Estratto scelto:
++++++++

Draghi, grandissimo economista e uomo d’istituzioni bancarie (da Governatore della Banca d’italia a Presidente della Bce, la Banca centrale europea) ha già le sue belle gatte da pelare per trovare un equilibrio tra i desiderata dei componenti della sua maggioranza “Arlecchino” e la necessità di far portare avanti il Piano nazionale di ripresa e resilienza (PNRR). Sia per preparazione che per dure necessità quotidiane la legge elettorale non è di certo tra i suoi pensieri prioritari.
Ha dell’assurdo questo Paese e la sua politica. Ora tutte le attenzioni sono puntate sul Colle e l’elezione di febbraio, con buona pace di Enrico Letta che, molto simile all’uomo che strilla nel deserto, richiama l’attenzione sulla legge di bilancio come strumento primario della ripresa economica e sociale dell’Italia, nell’indifferenza generale dei più, interessati piuttosto alla dotazione di questo o quel capitolo di spesa dove si concentrano gli interessi dei propri elettori o finanziatori.

++++++++

Voci della raccolta:

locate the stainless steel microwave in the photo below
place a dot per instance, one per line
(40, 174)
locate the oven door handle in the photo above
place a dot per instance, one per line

++++++++

Consegna dell'esercizio: Prosegui l'estratto su Draghi e la politica italiana, ripartendo subito dopo la sua ultima frase.

Risultato del compito:
Intendiamoci non smetterò mai di spingere i miei connazionali ad andare a votare. Se metà e più degli Italiani non votano, le truppe cammellate di voti pilotati e comprati moltiplicano la loro influenza sul risultato finale dell’elezione, le istituzioni che si formano sono scarsamente rappresentative ed autorevoli, in una parola un autentico disastro. So bene che non mi ascolteranno ma la coscienza m’impone di provarci.
Ma è pur vero che la politica che i cittadini vedono vissuta e praticata quotidianamente, sempre più spesso suscita nausea, a dir poco. Oggi il partito di maggioranza assoluta, alla luce dei numeri delle ultime amministrative, tradizionalmente elezioni con il maggiore appeal sui cittadini, è diventato quello dell’astensione: più della metà non vota. E come dar loro torto, nonostante le precedenti affermazioni, se per esempio al parlamento mi hanno tolto le preferenze e i papabili sono stati scelti senza appello dalle segreterie di partiti dai quali non mi sento rappresentato e nei quali non m’identifico più.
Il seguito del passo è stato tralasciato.